— What you are asked to do —
Copy verbatim the portion of the rows below that begins with the line containing "QA review pass — verify and re-annotate every wet" and continues through the final row, including both ends.

[Saved data entries]
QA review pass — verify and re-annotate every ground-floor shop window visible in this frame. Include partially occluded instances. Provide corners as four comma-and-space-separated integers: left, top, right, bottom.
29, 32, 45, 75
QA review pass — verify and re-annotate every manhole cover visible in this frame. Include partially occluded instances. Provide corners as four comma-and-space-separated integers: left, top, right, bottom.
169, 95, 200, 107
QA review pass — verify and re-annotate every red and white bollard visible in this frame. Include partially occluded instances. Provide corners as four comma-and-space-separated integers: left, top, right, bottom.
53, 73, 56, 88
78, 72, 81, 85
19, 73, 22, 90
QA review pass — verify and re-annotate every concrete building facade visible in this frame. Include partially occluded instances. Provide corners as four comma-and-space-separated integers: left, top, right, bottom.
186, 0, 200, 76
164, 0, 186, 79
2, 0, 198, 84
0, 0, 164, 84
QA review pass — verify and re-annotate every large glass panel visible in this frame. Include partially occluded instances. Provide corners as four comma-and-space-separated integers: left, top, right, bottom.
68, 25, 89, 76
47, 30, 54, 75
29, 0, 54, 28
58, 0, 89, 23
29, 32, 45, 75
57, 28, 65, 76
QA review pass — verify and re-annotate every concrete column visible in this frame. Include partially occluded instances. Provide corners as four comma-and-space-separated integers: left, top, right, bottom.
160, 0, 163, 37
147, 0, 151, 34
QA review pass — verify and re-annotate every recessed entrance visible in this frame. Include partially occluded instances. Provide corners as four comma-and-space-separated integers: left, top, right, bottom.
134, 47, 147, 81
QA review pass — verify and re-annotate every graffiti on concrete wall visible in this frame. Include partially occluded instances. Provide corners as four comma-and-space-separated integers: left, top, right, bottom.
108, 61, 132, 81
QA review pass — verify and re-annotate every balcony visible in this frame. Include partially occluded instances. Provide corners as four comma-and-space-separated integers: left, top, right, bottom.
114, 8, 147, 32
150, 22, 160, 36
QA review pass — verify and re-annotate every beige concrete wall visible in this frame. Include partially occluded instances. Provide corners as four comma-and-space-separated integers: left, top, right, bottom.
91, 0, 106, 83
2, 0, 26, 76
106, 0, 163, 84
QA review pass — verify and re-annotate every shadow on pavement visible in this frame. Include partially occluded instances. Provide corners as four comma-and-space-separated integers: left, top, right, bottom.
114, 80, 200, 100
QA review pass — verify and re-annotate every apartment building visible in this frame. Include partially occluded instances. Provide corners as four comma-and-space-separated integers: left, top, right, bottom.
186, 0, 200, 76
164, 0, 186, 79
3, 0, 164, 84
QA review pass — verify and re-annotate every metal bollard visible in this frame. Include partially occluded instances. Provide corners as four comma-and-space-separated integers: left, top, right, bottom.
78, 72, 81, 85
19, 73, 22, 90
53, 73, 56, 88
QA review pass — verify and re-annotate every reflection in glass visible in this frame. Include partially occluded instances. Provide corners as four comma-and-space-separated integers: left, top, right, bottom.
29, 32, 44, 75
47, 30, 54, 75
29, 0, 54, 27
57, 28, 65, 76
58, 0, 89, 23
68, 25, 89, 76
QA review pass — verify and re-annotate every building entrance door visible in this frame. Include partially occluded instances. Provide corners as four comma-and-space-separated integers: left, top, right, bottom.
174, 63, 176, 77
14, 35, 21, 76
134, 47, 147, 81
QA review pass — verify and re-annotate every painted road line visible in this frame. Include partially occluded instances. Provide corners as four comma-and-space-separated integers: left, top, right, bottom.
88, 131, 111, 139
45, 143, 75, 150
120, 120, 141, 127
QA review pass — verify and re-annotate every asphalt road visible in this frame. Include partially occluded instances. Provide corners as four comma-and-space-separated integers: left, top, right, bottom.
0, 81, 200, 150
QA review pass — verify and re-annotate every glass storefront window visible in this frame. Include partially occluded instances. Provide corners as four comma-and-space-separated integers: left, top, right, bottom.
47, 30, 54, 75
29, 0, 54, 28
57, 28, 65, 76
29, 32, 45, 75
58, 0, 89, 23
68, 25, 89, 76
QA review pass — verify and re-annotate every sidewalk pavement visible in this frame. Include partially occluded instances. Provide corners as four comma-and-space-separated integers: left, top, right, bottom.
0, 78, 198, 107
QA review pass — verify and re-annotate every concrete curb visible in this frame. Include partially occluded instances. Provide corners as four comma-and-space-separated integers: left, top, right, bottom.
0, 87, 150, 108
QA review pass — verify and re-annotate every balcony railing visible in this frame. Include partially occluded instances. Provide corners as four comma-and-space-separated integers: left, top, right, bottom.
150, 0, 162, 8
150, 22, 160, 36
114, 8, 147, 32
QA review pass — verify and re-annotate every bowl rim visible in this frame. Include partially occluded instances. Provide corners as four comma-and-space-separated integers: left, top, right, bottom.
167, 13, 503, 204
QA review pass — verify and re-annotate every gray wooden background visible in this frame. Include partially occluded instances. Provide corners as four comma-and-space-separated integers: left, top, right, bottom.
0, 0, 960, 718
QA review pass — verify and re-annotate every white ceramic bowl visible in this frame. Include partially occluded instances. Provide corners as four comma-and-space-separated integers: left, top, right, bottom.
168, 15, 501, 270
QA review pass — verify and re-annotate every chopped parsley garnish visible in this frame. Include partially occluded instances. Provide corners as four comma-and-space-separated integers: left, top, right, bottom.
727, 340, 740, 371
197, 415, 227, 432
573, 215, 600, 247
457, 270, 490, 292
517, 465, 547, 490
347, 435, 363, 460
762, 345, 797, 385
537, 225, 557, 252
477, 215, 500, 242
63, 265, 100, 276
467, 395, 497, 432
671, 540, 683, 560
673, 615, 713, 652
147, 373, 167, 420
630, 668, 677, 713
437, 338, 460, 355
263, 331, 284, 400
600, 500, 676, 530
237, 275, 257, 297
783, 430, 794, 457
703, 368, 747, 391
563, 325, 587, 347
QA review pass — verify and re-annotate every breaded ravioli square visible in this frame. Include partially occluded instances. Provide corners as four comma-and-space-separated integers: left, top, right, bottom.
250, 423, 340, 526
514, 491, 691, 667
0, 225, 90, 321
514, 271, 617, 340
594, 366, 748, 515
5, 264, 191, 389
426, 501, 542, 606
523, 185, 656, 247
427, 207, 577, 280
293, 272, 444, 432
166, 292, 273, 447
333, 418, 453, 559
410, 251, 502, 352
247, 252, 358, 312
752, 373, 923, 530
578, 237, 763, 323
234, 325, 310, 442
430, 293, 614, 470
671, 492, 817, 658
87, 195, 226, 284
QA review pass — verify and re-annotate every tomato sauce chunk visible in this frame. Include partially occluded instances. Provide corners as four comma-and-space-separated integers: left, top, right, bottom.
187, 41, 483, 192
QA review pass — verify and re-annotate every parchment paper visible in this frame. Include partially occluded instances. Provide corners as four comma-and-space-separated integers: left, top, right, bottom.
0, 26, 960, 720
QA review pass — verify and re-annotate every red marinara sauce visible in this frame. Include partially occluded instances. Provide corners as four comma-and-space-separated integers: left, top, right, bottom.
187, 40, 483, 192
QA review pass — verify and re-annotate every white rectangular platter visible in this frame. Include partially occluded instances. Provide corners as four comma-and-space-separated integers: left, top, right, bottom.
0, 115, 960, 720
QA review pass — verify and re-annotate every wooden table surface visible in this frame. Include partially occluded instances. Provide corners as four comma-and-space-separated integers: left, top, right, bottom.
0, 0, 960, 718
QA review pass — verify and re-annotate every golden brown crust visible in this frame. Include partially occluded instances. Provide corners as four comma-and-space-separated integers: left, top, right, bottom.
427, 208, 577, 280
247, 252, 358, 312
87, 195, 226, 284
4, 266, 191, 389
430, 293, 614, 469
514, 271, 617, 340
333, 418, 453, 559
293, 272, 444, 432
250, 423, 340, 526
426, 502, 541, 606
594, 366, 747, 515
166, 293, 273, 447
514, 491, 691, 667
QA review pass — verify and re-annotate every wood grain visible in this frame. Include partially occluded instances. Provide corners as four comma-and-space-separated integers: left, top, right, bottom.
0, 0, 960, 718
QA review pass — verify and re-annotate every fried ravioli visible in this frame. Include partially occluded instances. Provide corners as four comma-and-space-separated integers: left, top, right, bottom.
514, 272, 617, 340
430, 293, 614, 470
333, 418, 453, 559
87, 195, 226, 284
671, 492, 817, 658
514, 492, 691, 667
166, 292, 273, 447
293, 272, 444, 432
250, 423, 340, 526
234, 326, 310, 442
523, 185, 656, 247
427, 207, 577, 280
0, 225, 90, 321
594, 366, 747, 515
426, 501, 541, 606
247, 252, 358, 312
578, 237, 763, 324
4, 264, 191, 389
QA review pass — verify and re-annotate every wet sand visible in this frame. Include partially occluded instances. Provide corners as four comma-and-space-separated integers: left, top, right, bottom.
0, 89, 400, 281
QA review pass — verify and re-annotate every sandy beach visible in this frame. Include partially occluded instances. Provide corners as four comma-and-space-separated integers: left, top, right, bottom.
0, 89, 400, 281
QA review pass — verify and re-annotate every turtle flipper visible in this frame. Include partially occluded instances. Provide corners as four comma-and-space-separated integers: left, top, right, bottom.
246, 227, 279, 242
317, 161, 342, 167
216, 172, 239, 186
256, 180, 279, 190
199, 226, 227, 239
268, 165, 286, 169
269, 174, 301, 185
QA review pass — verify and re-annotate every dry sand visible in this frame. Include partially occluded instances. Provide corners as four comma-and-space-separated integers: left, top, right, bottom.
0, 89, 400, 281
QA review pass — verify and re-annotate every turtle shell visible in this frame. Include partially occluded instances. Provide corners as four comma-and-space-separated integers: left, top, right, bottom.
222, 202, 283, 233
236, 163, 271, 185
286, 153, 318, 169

— Result of the exercise —
QA review pass — verify and re-annotate every wet sand visible in this frame. Include partially occluded instances. Provide corners as four comma-and-space-separated integers: left, top, right, bottom.
0, 89, 400, 281
QA review pass — verify and re-annotate every sandy beach visible in this frame. Include partially occluded instances. Provide corners as four comma-and-space-separated integers: left, top, right, bottom.
0, 89, 400, 281
QA review pass — verify and re-annotate every turtle flipper visible in this frame. Include partially occluded instances. Provide corners as four comma-and-space-separated integers: left, top, right, bottom.
246, 227, 279, 242
317, 161, 342, 167
216, 172, 239, 186
256, 180, 279, 190
199, 226, 227, 239
268, 165, 286, 169
269, 174, 301, 185
QA review pass — verify and re-annotate every dry sand visible in this frame. Include partially occluded instances. Provide corners as four comma-and-space-separated integers: left, top, right, bottom.
0, 89, 400, 281
QA review pass — verify and re-annotate every turtle shell visible in this frame. Include partially occluded instances. Provide corners as four comma-and-space-separated integers: left, top, right, bottom.
222, 202, 283, 233
236, 163, 271, 185
286, 153, 318, 169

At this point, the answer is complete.